Aim: Reproduce exactly the lines below, starting with the line that contains "If you could mark the dense" and ending with the last line of the records, both included, and nothing else.

Excerpt from a dataset
━━━━━━━━━━
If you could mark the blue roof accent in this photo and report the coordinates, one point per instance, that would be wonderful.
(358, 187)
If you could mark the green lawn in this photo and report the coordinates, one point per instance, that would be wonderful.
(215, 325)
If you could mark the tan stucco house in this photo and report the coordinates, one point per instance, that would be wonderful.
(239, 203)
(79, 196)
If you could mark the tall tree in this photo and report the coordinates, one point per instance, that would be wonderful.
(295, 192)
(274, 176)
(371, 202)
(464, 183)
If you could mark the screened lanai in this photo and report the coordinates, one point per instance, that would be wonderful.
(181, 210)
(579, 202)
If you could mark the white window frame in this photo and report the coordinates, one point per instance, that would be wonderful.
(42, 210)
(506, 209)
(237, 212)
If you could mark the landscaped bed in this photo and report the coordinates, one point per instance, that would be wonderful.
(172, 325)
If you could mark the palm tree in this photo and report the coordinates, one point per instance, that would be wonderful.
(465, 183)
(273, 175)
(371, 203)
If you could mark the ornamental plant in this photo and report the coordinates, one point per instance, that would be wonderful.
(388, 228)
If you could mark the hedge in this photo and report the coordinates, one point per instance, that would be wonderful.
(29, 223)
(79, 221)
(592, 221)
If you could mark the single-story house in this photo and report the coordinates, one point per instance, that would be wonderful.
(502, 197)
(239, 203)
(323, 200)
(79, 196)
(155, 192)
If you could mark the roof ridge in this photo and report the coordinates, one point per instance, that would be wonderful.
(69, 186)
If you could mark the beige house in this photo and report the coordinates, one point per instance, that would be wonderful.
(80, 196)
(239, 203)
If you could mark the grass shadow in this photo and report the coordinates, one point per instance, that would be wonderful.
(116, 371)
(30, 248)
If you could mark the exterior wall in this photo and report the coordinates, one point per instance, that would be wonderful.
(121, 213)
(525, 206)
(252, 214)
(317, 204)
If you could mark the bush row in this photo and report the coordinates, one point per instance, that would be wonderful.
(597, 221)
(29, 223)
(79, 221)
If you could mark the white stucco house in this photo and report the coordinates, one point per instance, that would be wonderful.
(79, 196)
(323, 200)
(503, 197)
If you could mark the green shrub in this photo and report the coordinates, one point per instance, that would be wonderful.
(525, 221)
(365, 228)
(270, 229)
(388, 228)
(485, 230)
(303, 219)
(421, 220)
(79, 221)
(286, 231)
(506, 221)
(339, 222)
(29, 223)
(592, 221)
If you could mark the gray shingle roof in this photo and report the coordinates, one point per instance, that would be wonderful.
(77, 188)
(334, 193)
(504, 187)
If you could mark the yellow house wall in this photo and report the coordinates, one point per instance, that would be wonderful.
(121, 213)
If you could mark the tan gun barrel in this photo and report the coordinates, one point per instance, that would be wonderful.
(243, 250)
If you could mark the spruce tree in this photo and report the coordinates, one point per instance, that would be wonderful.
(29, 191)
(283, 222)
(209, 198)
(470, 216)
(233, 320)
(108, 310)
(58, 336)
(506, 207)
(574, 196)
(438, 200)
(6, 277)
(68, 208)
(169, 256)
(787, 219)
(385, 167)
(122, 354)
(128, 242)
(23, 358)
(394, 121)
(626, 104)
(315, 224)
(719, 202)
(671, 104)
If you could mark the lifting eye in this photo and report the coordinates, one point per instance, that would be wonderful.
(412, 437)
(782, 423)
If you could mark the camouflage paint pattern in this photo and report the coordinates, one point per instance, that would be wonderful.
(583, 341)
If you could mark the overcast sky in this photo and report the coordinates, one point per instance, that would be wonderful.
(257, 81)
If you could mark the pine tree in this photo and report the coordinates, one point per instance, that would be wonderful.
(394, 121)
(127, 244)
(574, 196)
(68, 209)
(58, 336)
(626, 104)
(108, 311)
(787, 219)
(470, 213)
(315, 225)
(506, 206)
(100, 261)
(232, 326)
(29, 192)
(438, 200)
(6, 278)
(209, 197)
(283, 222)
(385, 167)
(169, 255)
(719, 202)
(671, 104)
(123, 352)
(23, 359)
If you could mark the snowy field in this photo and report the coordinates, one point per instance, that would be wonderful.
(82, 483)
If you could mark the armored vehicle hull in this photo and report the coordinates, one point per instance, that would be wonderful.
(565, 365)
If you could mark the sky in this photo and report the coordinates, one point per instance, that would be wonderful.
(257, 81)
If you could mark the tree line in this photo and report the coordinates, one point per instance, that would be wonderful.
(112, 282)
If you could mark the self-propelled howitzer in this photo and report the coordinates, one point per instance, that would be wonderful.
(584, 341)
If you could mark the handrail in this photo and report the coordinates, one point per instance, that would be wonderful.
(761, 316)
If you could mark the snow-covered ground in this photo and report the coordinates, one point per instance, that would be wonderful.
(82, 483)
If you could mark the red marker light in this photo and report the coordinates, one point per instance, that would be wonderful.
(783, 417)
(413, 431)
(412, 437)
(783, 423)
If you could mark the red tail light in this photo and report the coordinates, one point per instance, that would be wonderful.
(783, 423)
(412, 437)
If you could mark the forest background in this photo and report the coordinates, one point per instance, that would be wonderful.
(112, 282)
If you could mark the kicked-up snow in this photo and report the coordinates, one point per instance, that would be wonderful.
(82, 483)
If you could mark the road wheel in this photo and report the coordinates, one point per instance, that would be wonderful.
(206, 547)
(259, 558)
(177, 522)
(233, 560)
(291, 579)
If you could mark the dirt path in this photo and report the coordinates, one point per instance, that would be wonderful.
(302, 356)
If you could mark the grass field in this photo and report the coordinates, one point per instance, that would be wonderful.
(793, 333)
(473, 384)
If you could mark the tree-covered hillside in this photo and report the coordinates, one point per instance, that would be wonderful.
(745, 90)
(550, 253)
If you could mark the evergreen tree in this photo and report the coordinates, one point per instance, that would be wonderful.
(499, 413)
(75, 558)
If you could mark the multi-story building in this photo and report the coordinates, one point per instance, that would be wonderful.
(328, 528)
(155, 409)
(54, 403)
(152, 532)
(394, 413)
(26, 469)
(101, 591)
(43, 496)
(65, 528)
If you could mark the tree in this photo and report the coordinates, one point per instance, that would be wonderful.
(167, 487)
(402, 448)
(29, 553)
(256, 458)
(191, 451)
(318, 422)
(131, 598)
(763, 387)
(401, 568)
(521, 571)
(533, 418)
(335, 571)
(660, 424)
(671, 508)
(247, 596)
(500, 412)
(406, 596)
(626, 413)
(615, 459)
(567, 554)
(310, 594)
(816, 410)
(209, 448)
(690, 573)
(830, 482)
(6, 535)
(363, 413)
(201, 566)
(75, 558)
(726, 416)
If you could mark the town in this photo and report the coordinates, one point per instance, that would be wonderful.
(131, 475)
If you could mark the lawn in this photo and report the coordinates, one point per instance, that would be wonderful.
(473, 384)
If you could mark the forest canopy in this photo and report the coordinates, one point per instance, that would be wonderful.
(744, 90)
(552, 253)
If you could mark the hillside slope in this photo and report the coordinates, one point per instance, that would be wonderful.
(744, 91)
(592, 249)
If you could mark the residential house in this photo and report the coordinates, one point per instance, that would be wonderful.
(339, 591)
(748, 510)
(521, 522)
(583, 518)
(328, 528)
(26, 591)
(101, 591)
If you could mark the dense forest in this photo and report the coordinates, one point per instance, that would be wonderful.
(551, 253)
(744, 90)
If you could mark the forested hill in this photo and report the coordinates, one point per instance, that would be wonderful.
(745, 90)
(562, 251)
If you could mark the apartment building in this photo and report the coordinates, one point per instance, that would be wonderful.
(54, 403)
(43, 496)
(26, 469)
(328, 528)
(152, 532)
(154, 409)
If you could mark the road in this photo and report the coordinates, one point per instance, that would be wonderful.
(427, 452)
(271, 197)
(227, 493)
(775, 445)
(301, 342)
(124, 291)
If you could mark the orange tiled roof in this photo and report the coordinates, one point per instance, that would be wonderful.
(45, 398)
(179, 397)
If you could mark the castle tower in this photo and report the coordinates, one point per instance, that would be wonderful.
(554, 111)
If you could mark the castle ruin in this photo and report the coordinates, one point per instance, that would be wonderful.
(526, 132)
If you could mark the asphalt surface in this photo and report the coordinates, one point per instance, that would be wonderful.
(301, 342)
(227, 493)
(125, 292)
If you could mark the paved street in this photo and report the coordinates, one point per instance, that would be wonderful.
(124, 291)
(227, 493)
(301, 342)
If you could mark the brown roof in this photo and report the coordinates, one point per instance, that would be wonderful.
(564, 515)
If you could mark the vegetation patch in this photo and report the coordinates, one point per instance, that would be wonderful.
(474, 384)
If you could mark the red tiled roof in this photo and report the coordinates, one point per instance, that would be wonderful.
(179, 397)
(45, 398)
━━━━━━━━━━
Result for this task:
If you could mark the dense forest in this photo and report the coordinates, one point per instance, that would be wonderful.
(551, 253)
(744, 90)
If you could mark the forested hill in this photo and report the coordinates, one point per instance, that would be wonderful.
(745, 90)
(562, 251)
If you could mark the apartment building in this photo and report the coordinates, one point per instance, that would be wonderful.
(54, 403)
(43, 496)
(26, 469)
(328, 528)
(152, 532)
(154, 409)
If you could mark the road in this photo and report the coordinates, one point per instance, that would be wonderful.
(427, 452)
(271, 197)
(227, 493)
(775, 445)
(301, 342)
(124, 291)
If you could mark the orange tiled roof in this photo and report the coordinates, one point per instance, that would be wonderful.
(45, 398)
(179, 397)
If you could mark the castle tower in this photo and report the coordinates, one point per instance, that would be wonderful.
(554, 111)
If you could mark the castle ruin in this photo and report the coordinates, one point per instance, that would be wonderful.
(526, 132)
If you could mark the asphalt surface in this photo and report the coordinates, one point per instance, that would be wonderful.
(301, 342)
(227, 493)
(125, 292)
If you could mark the paved street in this photo and report the coordinates, one point per instance, that would be wonderful.
(124, 291)
(227, 493)
(301, 342)
If you could mark the brown roof in this photo and report the coordinates, one point per instance, that would be wonderful.
(564, 515)
If you could mark the vegetation patch in this photo and report the coordinates, one point per instance, that would be wonderful.
(474, 384)
If you could mark the red tiled roof in this photo and report the coordinates, one point per instance, that would be wonderful.
(179, 397)
(45, 398)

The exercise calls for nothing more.